== Page excerpt ==
The Great Startup Problem

Mon Sep 1 13:24:31 UTC 2014

Jochen,

>> Is it acceptable and solves the problem for you?
>
> Let me ask you what you consider as acceptable. I am quite interested in
> the JVM-engineers point of view here.
"N frames per chain of N method handles" looks reasonable for me, but it 
depends on average number of transformations users apply. If the case of 
deep method handle chains is common in practice, we need to optimize for 
it as well and linear dependency in stack space may be too much.

> As for Groovy... the 55 frames are the case of a one argument method
> call and cached. The lines you mention appear there 9 times, so I would
> safe 27 frames, leaving 28. That's half of what it was before and as
> such better for sure, but 28 is still a lot I would think. But I think
> you did not mean that. You did mean every handle involved becomes one
> frame. So how many frames will it be in this simple case:
>
> I have a no-arg method call, I have to do a guard to see if the receiver
> runtime class stays the same. I my reading that makes, 1 for dropping
> stuff from the callsite, since the callsite has more arguments than the
> method (meta information). Then 1 for the guard, even if the guard is
> true. One for the type transformation of the guard, since we work with
> exact types and the callsite as well as the target method do have types.
> Then the handle for the target method itself, together with another type
> transformation.
>
> That makes 5 frames in between. 5 is worlds better than 53.
Ok, 5 additional frames for simple case. Is such overhead tolerable for 
you? Or do you need smaller number of intermediate frames?

What are your estimate for complex case? What's the worst case in Groovy?

>> We discussed an idea to generate custom bytecodes (single method) for
>> the whole method handle chain (and have only 1 extra stack frame per MH
>> invocation), but it defeats memory footprint reduction we are trying to
>> archieve with LambdaForm sharing.
>
> I wonder if that is the case for Groovy as well. Our old callsite
> mechanism does have only 1 frame (upon second execution). Because by
> then we generated a class for the callsite that does all the argument
> transformation, checks and target method execution. So compared to that
> I would not expect a memory increase.
We are looking for ways to significantly reduce memory consumption of 
JSR292 implementation. Inlining of LFs from call site means 1 anonymous 
class per indy call site. Comparing to fully customized LambdaForms, it 
should give noticeable savings due to smaller number of anonymous 
classes being loaded. But it doesn't comply with ultimate goal of fixed 
set of combinators used to implement all possible behaviors.

Best regards,
Vladimir Ivanov
===
→ Actions to take:
1 - Answer from the frame-count post:
(a) How many frames are there in the Groovy case of a one-argument, cached method call?
(b) How many frames does the old Groovy callsite mechanism have upon second execution?
(c) How many anonymous classes per indy call site does inlining of LFs from the call site mean?
2 - Recast the paragraph of the frame-count post that begins "We are looking for ways" as a short bulleted list that keeps its main facts.
3 - Update the frame-count post from "What are your" up to and including "with LambdaForm sharing.", replacing "LambdaForm sharing" with "LambdaForm caching".
The data that comes after this frame-count post is not needed.
== Raw data ==
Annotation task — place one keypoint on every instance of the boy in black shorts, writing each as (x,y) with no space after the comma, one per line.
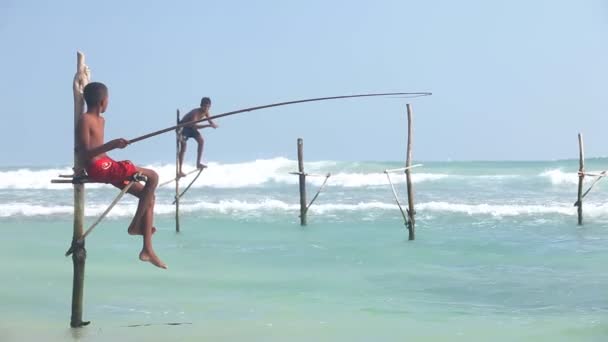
(191,131)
===
→ Expected outputs:
1 -
(a) 55 frames.
(b) Only 1 frame.
(c) 1 anonymous class per indy call site.

2 -
- Goal: significantly reduce the memory consumption of the JSR292 implementation.
- Inlining of LFs from the call site means 1 anonymous class per indy call site.
- Compared with fully customized LambdaForms, this should give noticeable savings, since fewer anonymous classes are loaded.
- It does not comply with the ultimate goal of a fixed set of combinators used to implement all possible behaviors.

3 -
What are your estimate for complex case? What's the worst case in Groovy?

>> We discussed an idea to generate custom bytecodes (single method) for
>> the whole method handle chain (and have only 1 extra stack frame per MH
>> invocation), but it defeats memory footprint reduction we are trying to
>> archieve with LambdaForm caching.